> [Given request]
Rewrite the lines from the one with "Query: blue sky" to the one with "Mark the region of every instance of the blue", putting "sample layout" in place of "formatted sample" and keeping everything else the same.

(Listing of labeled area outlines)
************
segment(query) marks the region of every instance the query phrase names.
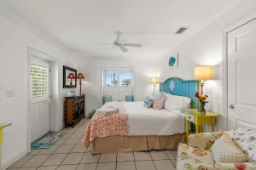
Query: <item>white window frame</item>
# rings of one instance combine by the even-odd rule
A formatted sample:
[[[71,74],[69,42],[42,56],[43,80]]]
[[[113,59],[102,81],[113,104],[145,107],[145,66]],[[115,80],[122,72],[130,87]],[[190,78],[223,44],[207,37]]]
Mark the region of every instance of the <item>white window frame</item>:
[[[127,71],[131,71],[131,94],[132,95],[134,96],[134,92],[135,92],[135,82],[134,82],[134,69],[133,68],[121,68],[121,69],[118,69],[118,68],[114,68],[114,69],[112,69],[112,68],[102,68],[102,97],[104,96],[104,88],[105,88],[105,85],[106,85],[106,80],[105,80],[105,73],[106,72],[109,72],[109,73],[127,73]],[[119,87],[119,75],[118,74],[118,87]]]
************
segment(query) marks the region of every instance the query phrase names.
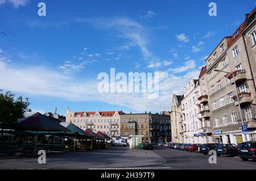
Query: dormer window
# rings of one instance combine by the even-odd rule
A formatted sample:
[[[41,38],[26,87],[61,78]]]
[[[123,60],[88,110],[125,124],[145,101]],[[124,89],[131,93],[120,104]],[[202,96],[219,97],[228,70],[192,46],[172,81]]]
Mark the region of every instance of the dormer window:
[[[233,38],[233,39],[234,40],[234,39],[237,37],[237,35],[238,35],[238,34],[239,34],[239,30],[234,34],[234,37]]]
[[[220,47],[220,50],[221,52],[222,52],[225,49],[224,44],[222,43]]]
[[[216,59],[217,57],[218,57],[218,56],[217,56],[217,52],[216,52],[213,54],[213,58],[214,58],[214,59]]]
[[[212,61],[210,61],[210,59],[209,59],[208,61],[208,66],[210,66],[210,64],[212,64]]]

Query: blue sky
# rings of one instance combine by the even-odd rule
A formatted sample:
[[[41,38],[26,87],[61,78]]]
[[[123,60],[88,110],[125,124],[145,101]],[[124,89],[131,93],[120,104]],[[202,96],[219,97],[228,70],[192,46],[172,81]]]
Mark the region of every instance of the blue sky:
************
> [Written reply]
Query: blue sky
# rings of one instance combine by the even-odd rule
A sample layout:
[[[41,38],[26,87],[61,78]]]
[[[123,60],[88,110],[125,124],[145,101]],[[124,89],[131,93],[120,104]],[[202,96],[219,97],[228,70],[192,46],[172,81]]]
Mark the region of every instance of the blue sky:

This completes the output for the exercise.